**Data supplied:**
────
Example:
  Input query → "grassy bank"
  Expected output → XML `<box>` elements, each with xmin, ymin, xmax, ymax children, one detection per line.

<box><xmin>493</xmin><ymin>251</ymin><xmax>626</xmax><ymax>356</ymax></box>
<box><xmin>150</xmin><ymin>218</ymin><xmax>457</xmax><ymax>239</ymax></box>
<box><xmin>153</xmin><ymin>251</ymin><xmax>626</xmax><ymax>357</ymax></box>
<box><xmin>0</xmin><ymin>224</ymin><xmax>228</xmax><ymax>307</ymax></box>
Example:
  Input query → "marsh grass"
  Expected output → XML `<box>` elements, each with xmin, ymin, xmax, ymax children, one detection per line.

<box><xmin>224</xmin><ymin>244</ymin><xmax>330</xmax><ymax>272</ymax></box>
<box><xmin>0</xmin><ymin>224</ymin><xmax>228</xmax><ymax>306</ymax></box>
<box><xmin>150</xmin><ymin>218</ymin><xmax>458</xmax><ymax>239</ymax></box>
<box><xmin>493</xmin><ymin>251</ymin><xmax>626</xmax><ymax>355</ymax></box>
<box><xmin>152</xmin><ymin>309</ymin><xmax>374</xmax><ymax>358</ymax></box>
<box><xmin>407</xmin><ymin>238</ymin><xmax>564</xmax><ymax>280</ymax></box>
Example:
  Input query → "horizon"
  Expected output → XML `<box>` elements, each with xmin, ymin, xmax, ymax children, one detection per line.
────
**What this task involves:**
Show every line from the listing that contains "query".

**Task response:**
  Input query → "grassy bank"
  Input query → "marsh grass"
  Input query → "horizon"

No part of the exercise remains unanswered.